- **Data provided**
===============

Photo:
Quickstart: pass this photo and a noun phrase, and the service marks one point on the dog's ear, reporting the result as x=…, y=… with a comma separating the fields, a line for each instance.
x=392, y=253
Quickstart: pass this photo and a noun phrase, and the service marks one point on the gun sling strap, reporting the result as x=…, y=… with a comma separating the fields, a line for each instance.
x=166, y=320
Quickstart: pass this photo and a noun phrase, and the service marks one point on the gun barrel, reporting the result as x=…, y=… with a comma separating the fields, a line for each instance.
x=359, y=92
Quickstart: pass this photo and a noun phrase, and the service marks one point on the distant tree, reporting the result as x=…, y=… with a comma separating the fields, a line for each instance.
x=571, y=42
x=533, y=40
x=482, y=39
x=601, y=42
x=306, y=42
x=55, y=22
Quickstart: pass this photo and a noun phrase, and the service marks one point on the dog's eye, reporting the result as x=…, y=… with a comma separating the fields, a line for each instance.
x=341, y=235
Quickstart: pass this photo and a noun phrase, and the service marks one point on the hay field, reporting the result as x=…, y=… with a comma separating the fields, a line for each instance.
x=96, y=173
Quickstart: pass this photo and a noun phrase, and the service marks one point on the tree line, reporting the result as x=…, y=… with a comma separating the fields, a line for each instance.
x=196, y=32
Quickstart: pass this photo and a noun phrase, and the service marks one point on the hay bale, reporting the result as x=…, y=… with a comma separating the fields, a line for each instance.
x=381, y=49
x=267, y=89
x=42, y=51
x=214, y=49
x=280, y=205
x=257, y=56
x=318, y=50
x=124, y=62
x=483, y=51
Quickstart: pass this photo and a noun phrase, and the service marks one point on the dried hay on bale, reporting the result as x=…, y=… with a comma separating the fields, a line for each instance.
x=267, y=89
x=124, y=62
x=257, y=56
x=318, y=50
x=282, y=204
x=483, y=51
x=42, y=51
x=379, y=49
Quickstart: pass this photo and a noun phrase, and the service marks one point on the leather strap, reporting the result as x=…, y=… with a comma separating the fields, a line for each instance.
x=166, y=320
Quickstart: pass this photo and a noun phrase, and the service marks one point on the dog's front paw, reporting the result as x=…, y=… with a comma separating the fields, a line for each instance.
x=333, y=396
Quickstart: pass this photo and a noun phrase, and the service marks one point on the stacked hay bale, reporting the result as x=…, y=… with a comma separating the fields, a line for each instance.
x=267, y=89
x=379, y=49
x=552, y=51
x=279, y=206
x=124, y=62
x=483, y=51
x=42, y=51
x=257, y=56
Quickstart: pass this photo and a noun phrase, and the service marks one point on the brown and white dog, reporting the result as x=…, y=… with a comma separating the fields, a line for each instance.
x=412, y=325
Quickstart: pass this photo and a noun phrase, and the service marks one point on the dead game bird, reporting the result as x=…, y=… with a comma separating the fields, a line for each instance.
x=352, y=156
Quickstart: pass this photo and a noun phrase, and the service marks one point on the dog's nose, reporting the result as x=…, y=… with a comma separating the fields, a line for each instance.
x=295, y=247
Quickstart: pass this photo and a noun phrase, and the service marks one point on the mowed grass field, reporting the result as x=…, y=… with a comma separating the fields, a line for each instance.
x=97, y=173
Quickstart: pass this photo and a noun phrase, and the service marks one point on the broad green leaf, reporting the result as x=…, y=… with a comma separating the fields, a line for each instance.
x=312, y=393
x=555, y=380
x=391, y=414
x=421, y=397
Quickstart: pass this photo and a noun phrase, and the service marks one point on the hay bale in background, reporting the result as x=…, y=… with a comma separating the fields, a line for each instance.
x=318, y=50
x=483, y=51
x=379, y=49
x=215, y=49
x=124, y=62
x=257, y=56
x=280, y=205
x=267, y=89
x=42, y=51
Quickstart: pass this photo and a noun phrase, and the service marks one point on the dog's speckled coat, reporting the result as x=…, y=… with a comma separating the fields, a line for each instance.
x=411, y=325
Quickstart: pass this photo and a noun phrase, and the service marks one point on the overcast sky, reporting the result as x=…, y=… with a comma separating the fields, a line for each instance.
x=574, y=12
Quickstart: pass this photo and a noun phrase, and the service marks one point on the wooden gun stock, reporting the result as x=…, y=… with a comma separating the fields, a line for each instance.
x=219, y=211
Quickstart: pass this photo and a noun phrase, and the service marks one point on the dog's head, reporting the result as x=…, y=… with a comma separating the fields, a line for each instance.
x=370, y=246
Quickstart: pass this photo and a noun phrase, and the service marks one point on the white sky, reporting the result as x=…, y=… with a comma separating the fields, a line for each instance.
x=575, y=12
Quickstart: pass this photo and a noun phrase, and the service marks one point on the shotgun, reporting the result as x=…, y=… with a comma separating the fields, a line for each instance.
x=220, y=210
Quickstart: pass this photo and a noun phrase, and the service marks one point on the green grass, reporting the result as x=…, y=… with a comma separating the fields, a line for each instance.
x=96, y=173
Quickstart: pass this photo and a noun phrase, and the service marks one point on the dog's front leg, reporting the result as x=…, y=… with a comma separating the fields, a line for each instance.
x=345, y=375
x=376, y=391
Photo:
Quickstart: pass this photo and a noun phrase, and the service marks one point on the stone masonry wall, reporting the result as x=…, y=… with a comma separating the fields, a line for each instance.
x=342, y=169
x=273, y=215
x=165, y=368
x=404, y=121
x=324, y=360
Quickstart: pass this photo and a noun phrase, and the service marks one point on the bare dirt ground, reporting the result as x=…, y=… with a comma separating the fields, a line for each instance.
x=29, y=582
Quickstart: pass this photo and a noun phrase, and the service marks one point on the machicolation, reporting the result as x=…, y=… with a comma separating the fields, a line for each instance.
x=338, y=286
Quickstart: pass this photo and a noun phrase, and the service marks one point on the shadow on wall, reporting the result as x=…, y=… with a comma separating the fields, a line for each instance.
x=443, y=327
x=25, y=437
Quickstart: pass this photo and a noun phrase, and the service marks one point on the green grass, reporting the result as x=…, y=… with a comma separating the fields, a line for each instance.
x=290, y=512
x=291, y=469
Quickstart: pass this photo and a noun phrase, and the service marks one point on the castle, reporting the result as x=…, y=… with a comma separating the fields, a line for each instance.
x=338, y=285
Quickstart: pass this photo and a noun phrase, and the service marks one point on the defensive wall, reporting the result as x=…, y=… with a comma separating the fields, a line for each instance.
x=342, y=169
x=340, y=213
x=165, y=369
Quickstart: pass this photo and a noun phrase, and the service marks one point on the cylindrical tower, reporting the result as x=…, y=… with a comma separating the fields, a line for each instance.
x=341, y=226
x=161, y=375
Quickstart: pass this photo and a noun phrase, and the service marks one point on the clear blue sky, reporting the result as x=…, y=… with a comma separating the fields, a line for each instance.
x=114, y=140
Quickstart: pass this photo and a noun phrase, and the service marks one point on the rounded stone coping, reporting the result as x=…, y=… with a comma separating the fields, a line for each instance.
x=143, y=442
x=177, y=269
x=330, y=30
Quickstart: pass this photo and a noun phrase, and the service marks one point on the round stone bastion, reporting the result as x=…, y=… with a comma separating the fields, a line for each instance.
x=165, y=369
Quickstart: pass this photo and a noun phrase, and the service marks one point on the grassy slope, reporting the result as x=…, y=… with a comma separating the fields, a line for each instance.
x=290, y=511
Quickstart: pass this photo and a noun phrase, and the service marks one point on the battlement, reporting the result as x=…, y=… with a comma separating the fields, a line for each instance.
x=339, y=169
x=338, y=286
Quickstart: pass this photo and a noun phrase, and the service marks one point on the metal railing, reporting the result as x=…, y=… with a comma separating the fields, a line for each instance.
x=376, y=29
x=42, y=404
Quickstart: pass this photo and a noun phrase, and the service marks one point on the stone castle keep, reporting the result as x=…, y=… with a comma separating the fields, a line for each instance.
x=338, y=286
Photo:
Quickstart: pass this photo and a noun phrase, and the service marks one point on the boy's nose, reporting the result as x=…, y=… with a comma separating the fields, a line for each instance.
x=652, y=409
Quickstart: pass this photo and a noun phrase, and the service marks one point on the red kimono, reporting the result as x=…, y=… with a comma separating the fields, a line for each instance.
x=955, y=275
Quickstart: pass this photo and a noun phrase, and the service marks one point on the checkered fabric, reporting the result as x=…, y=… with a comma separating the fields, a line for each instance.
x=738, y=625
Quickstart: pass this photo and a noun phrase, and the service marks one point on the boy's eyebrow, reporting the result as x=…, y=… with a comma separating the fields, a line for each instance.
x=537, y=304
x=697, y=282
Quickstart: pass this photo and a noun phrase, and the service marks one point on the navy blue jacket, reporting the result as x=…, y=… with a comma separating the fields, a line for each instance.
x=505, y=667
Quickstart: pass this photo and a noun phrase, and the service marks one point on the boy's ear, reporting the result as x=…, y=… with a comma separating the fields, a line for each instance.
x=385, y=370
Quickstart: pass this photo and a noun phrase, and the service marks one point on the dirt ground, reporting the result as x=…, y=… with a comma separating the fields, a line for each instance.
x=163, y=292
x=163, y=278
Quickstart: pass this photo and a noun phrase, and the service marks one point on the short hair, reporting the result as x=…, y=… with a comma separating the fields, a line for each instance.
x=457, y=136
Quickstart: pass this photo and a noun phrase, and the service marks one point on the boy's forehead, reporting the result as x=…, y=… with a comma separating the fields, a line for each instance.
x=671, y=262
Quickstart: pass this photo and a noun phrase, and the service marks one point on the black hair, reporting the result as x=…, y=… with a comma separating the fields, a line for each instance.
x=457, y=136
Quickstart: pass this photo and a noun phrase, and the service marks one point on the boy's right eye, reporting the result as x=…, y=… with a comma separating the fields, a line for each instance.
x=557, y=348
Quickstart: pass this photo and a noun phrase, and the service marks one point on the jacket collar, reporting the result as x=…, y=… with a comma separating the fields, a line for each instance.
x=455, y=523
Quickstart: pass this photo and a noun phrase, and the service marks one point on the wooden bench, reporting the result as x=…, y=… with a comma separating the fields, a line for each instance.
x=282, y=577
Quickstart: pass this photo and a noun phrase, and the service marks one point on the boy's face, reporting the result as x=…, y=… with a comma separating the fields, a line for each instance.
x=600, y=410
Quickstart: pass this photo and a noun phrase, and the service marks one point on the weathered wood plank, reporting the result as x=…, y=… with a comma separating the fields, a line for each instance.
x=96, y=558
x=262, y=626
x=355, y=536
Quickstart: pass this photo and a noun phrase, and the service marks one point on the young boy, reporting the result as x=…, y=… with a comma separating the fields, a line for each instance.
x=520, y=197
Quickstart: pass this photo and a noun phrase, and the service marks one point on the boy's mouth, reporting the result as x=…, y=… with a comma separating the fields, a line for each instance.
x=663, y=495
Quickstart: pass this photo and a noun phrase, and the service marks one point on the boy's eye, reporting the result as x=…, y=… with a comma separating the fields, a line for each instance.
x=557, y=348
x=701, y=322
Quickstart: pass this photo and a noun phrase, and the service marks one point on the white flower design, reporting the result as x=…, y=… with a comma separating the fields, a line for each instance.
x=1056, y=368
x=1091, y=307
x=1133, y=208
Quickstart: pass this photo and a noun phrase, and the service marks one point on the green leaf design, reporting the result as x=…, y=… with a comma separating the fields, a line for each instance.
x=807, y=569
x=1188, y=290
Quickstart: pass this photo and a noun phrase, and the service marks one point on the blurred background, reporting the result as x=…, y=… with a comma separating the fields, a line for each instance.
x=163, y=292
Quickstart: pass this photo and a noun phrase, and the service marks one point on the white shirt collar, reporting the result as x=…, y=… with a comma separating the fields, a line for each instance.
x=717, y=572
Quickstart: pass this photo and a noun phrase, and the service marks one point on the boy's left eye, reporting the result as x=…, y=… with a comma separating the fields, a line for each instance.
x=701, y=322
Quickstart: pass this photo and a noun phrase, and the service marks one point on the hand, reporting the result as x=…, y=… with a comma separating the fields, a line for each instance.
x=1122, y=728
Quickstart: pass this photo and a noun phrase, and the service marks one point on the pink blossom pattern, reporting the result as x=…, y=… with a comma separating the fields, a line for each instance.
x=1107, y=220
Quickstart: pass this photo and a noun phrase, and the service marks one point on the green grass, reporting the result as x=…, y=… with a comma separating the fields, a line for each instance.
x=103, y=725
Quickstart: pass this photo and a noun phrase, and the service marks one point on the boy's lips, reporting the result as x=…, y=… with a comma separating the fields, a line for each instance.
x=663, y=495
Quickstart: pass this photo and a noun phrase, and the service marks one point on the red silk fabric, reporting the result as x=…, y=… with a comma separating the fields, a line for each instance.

===============

- **Assigned task**
The last part of the records is the answer, beginning at the line that holds "the hand, reporting" and including the final line, repeated exactly.

- **Answer for this exercise**
Quickstart: pass this photo and a noun phrase, and the service marks one point on the hand, reporting the result as x=…, y=… with a comma separating the fields, a line for each instance.
x=1122, y=728
Quickstart: pass this photo and a noun phrase, and the service marks one point on the pink blossom pattern, reporting the result as x=…, y=… with a comma separating the fields, a line for each instance.
x=1107, y=220
Quickstart: pass this photo and a noun phrase, and the service marks one point on the green grass, reporting the result as x=…, y=… with a comma separating the fields, a line for each instance.
x=103, y=725
Quickstart: pass this photo and a noun phrase, and the service marks one point on the boy's lips, reporting the result as x=…, y=… with a comma separating the fields, a line for each instance.
x=663, y=495
Quickstart: pass this photo and a noun phrase, and the service marks one point on the red silk fabric, reporting the result as x=…, y=… with a comma separating the fields, a line for each instance.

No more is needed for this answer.